> Given data:
%%

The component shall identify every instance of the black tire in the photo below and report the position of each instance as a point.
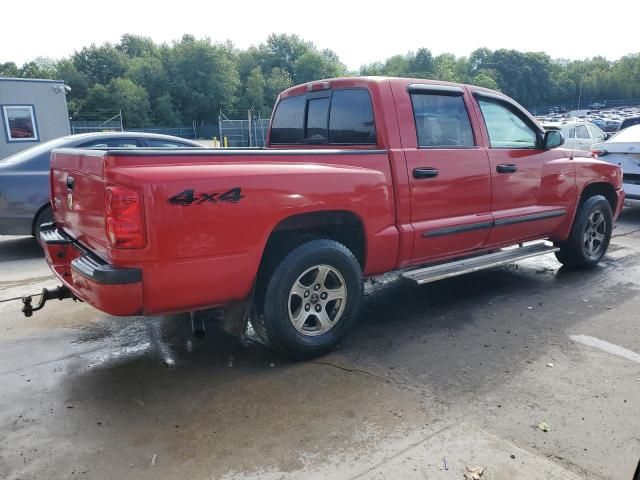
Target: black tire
(585, 249)
(275, 299)
(44, 216)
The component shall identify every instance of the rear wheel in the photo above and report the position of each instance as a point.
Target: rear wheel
(590, 234)
(309, 300)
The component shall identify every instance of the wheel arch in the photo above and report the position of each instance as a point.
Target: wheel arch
(600, 188)
(343, 226)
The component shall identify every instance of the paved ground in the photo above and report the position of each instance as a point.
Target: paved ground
(462, 370)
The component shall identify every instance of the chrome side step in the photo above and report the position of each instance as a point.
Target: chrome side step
(480, 262)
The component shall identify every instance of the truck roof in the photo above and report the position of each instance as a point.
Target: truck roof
(364, 81)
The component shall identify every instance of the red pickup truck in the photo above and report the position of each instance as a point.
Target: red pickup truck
(361, 176)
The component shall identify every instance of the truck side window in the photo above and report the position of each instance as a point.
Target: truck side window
(351, 120)
(441, 120)
(339, 117)
(506, 128)
(288, 121)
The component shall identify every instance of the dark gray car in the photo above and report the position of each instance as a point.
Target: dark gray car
(24, 177)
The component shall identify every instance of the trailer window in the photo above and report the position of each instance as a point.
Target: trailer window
(340, 117)
(20, 123)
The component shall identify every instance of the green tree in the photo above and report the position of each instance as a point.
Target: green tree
(255, 89)
(9, 69)
(41, 67)
(204, 78)
(484, 80)
(120, 94)
(100, 64)
(277, 81)
(137, 46)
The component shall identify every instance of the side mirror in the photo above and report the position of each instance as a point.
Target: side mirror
(553, 139)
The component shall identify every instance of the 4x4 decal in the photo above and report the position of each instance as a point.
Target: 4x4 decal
(188, 197)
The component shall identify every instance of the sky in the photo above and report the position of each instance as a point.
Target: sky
(359, 32)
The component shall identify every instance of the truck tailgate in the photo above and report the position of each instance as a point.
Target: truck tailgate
(77, 195)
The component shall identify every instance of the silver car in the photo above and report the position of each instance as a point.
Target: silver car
(24, 177)
(623, 149)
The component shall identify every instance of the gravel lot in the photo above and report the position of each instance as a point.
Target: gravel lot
(462, 370)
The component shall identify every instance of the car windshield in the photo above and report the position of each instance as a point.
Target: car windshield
(629, 134)
(35, 151)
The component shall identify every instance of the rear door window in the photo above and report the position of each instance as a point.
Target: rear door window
(340, 117)
(441, 120)
(351, 120)
(287, 126)
(507, 127)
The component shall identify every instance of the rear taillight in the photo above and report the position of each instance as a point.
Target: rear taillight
(123, 208)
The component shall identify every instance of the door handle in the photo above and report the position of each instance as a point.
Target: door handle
(425, 172)
(506, 168)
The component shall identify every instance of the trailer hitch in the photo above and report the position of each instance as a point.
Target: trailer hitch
(59, 293)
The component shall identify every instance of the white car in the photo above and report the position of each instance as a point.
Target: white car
(578, 134)
(623, 149)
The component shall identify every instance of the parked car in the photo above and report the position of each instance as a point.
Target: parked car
(361, 176)
(629, 121)
(24, 177)
(623, 150)
(611, 126)
(578, 134)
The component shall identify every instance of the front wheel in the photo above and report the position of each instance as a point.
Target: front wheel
(309, 300)
(590, 234)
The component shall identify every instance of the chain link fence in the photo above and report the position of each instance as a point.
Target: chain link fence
(251, 132)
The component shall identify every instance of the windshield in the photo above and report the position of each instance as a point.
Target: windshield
(629, 134)
(35, 151)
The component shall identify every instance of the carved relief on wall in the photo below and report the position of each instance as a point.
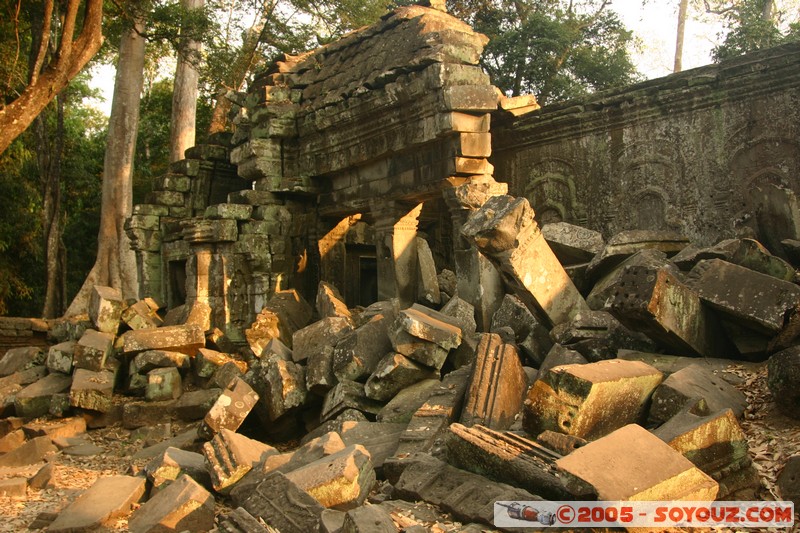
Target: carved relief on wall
(550, 189)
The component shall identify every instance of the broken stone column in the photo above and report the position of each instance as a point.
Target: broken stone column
(591, 400)
(633, 464)
(230, 409)
(479, 282)
(396, 249)
(504, 230)
(658, 304)
(496, 387)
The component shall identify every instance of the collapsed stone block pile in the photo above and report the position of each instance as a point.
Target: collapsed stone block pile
(568, 395)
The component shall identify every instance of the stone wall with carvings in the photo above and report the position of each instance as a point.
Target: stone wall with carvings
(686, 152)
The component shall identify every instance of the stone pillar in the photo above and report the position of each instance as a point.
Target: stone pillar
(479, 282)
(396, 250)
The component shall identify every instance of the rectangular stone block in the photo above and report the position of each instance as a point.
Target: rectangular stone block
(591, 400)
(658, 304)
(504, 230)
(497, 385)
(632, 464)
(184, 339)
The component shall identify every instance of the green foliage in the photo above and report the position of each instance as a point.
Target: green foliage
(752, 27)
(554, 49)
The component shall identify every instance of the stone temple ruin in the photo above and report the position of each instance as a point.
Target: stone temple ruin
(345, 273)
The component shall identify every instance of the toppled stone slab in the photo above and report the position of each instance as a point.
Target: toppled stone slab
(105, 308)
(34, 400)
(691, 383)
(469, 497)
(183, 506)
(668, 311)
(230, 456)
(173, 463)
(92, 390)
(282, 504)
(184, 339)
(783, 378)
(59, 357)
(504, 230)
(109, 498)
(507, 458)
(633, 464)
(92, 350)
(426, 430)
(590, 401)
(230, 409)
(714, 443)
(572, 244)
(496, 386)
(339, 481)
(755, 300)
(32, 452)
(394, 373)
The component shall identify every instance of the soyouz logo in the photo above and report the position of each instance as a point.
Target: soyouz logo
(643, 514)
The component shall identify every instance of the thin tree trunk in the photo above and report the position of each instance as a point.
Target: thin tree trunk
(682, 10)
(116, 263)
(184, 95)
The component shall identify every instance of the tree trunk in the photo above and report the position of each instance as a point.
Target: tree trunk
(71, 57)
(116, 263)
(682, 10)
(184, 95)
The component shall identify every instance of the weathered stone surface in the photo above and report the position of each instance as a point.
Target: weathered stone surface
(105, 308)
(193, 405)
(783, 379)
(633, 464)
(394, 373)
(591, 400)
(691, 383)
(34, 400)
(230, 456)
(19, 359)
(107, 499)
(572, 244)
(285, 313)
(507, 458)
(282, 504)
(496, 386)
(468, 496)
(357, 353)
(530, 336)
(750, 298)
(183, 506)
(141, 316)
(426, 430)
(168, 466)
(230, 409)
(667, 310)
(92, 350)
(33, 451)
(152, 359)
(405, 403)
(340, 481)
(329, 302)
(597, 335)
(368, 519)
(347, 395)
(715, 443)
(184, 339)
(504, 230)
(92, 390)
(163, 384)
(59, 357)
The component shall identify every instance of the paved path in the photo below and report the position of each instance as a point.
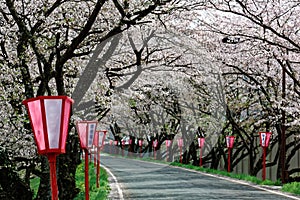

%%

> What the task requires:
Go through the records above and return each line in which the word "below" occurs.

> Expected output:
The component shall identify every instance of the black tire in the photo below and report the position of each instance as a point.
The component shall identify every instance of the carved relief on wall in the photo below and report the position of each instance as a point.
The component shall identify every instance of the paved path in the photo below and report the position of each instance as a point.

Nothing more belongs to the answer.